(Photo-based referring expression data)
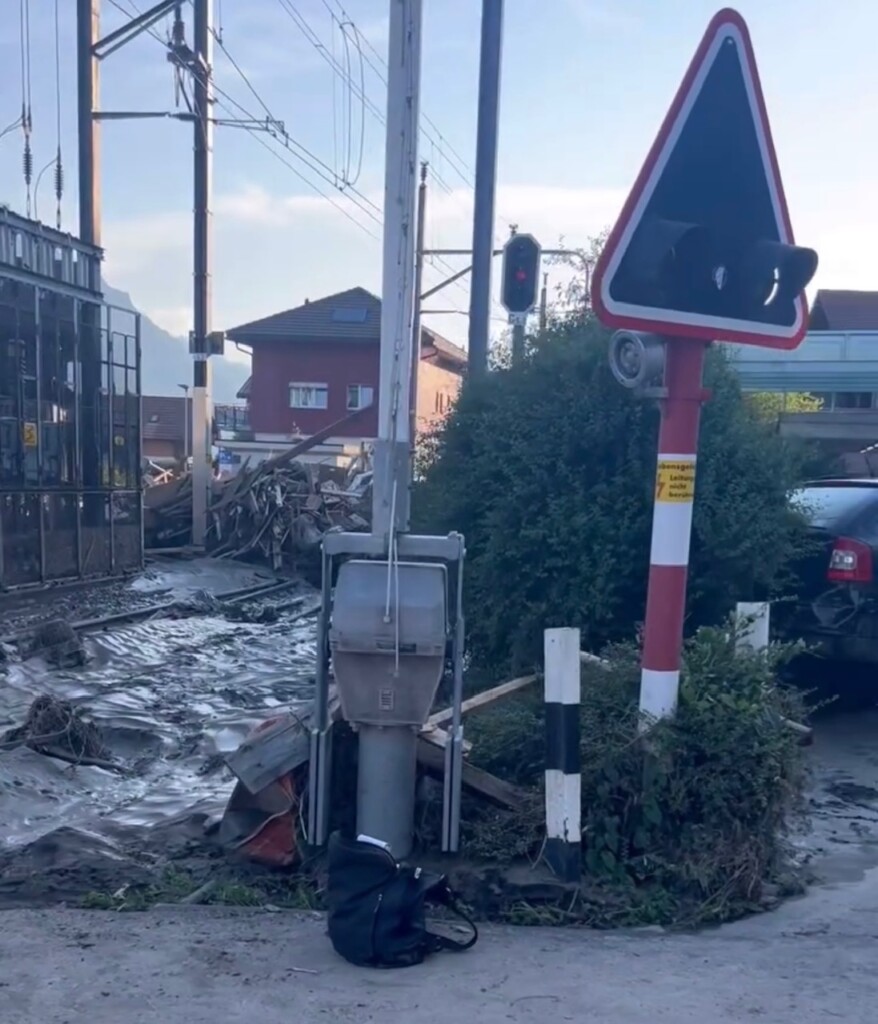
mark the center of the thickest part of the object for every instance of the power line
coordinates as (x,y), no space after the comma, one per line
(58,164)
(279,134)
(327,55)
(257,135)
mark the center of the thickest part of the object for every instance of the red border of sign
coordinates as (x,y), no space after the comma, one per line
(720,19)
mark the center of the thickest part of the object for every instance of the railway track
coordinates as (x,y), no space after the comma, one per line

**THE PROBLEM:** An exact copy of every entry, without pictures, should be your output.

**RESPONSE TO THE TASK:**
mark the center of the thickest part of the object for every instance of the power line
coordinates as (x,y), no space after the comma, one per line
(58,164)
(279,134)
(327,55)
(257,135)
mark the center of the thickest part of the object for every instance of the red border of sign
coordinates as (x,y), no space after the comma, one per line
(720,19)
mark the center of the thickest part of the object for every instance of the railway track
coordinates as (x,y), no space after the comma, one per line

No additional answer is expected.